Check each line of the material below for the word "jagged". State how many lines have it, and nothing more.

#####

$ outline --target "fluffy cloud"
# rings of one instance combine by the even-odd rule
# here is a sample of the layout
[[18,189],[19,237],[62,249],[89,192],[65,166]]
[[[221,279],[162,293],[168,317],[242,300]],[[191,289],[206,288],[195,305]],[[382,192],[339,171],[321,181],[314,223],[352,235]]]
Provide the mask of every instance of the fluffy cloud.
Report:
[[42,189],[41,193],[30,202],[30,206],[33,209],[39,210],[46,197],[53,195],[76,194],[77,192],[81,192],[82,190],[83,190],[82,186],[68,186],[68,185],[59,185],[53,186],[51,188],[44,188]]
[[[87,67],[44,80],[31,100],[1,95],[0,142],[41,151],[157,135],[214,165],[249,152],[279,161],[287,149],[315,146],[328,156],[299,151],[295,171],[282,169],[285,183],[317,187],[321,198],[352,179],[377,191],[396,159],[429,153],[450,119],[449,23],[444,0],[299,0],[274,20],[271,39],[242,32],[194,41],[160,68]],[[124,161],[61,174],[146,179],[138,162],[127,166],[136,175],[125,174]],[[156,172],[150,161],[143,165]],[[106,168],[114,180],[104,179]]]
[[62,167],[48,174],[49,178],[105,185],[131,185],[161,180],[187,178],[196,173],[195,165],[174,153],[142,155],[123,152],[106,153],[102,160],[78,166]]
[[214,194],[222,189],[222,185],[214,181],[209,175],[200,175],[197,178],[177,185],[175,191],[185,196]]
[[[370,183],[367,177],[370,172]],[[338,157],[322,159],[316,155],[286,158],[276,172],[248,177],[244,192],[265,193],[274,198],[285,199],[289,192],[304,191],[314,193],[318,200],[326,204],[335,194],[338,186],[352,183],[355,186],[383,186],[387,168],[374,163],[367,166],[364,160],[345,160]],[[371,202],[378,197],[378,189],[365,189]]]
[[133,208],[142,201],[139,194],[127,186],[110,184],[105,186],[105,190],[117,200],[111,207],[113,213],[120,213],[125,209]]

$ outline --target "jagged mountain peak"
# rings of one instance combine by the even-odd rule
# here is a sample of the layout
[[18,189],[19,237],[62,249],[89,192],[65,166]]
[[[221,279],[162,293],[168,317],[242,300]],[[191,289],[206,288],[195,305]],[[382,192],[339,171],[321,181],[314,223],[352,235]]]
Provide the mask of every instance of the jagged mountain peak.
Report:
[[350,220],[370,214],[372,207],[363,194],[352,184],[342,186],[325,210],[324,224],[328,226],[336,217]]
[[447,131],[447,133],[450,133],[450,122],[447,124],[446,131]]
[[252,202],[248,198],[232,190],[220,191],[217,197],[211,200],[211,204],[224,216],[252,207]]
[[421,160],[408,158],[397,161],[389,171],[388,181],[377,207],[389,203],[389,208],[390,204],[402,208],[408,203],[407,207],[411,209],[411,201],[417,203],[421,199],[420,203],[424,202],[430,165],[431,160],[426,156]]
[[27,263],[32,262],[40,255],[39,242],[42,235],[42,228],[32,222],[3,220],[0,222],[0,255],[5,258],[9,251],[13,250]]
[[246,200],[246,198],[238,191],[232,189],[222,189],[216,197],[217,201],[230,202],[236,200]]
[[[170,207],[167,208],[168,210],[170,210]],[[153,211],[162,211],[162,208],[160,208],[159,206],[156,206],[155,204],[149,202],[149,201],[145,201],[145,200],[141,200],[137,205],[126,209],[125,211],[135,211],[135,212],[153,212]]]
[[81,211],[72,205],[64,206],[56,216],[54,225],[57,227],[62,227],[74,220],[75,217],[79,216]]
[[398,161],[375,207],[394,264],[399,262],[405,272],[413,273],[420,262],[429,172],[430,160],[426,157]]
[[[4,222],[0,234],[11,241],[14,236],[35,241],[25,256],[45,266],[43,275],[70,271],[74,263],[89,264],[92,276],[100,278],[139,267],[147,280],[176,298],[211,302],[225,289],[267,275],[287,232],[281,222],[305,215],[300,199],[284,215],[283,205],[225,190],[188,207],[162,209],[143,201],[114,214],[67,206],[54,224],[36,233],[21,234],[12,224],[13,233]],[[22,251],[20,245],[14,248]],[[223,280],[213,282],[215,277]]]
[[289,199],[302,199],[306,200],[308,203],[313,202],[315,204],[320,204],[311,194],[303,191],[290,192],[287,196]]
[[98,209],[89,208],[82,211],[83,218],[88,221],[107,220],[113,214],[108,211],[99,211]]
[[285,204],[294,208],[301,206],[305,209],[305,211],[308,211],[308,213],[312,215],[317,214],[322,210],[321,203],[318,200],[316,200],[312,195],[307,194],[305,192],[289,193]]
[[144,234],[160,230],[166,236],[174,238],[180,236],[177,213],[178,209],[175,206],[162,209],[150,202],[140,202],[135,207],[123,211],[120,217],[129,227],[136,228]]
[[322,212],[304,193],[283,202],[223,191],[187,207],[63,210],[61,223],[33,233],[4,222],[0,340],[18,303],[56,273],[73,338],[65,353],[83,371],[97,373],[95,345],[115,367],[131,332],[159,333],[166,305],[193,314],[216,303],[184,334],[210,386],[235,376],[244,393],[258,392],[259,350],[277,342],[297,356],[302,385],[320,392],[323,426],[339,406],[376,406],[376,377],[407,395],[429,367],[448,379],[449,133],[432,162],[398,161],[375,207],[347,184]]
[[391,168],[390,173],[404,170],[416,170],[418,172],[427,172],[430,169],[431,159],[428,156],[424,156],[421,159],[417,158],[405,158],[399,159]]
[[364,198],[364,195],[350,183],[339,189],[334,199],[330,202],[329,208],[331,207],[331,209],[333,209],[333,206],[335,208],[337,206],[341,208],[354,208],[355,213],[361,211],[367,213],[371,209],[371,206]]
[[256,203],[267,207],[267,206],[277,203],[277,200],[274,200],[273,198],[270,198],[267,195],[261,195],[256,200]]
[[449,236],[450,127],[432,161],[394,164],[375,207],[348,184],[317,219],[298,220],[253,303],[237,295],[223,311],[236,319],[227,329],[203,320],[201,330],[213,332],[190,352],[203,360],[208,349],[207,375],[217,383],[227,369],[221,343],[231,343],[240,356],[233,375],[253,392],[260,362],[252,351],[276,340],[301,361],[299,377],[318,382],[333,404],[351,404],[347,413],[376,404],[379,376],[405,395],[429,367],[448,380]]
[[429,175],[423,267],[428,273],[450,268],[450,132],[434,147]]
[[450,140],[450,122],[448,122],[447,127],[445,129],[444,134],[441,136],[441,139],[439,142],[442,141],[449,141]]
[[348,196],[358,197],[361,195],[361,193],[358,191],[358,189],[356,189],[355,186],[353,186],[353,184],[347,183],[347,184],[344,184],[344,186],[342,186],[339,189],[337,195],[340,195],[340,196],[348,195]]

#####

Your solution:
2